Reading passage:
Pat Toomey background check amendment: Why the No Child Left Behind rewrite won't include it.

Pat Toomey background check amendment: Why the No Child Left Behind rewrite won't include it.:

Background Check Provision Gets Chucked From No Child Left Behind Rewrite



In the final days of debates over the Senate’s bill to replace No Child Left Behind, which passed with unusual bipartisan support on Thursday, various amendments got offered up and obliterated at lightning speed. Among the more unfortunate casualties was Sen. Al Franken’s Student Non-Discrimination Act, which proposed extending federal protections against bullying to LGBT students. Other amendments were adopted in extremely watered-down form.
One of the weakened amendments was Sen. Pat Toomey’s Protecting Students From Sexual and Violent Predators Act, which, as originally written, would have required any school that receives federal funding to submit its employees and contractors, regardless of tenure, to periodic background checks through four major state and federal registries. Sounds good, right? But the proposal, co-sponsored by Sen. Joe Manchin of West Virginia, met with only slightly more success than the two senators’ 2013 push to tighten the system of background checks for gun buyers in the aftermath of Sandy Hook.

Tasks and exercises:
1 – In the article on the No Child Left Behind rewrite, what did Sen. Al Franken's Student Non-Discrimination Act propose?
2 – Write the next part of the article on the Toomey background check amendment, picking up after its final sentence.

Stored data:

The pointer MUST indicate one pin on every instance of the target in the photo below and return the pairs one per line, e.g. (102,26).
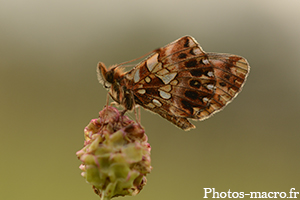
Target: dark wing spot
(187,105)
(192,52)
(197,72)
(191,95)
(195,84)
(191,63)
(222,84)
(186,44)
(227,76)
(182,55)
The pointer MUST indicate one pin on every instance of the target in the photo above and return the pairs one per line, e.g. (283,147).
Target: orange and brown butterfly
(178,81)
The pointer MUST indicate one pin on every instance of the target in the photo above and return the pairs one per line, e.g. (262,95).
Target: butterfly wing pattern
(178,81)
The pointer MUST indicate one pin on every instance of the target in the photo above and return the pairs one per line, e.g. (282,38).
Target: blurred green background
(49,92)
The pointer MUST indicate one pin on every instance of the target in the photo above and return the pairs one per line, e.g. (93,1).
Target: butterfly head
(110,79)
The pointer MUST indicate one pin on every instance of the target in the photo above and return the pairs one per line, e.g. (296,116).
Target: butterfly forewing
(181,81)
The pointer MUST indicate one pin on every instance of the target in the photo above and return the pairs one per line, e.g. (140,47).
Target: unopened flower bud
(116,156)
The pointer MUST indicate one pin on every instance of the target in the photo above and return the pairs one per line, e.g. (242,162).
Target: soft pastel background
(49,92)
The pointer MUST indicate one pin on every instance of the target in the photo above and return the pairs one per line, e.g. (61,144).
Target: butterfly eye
(107,84)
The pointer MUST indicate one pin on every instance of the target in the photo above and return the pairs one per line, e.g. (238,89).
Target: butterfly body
(178,81)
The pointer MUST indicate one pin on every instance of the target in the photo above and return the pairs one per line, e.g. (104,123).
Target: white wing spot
(150,105)
(210,74)
(205,99)
(148,79)
(156,102)
(164,94)
(174,82)
(142,91)
(210,86)
(167,78)
(136,76)
(152,61)
(205,61)
(166,88)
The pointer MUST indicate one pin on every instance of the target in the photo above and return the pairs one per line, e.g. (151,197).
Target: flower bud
(116,156)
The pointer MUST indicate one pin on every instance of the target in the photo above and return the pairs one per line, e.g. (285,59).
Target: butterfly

Results by task:
1 – It proposed extending federal protections against bullying to LGBT students.

2 –
I glommed onto the background-check provision for the simple reason that I myself have just barely survived the onerous process of getting approved to volunteer in my daughter’s preschool class for three hours a month next year. It was, to put it mildly, a huge pain in the ass. I had to fill out a Child Protection Registry request, on which I listed all my addresses for the past 18 years. After getting that form notarized, I had to schlep downtown to the police headquarters and fill out more paperwork for a criminal background check, and after that I had to get fingerprinted by an FBI mobile unit—all this, just to provide a monthly snack to a handful of 3-year-olds.
I was loudly annoyed by the hassle, but I understood its underlying purpose; I suppose anyone with unsupervised access to my children should submit to the same. But Toomey’s proposal—and the widespread resistance that it met—shows how complex background checks are.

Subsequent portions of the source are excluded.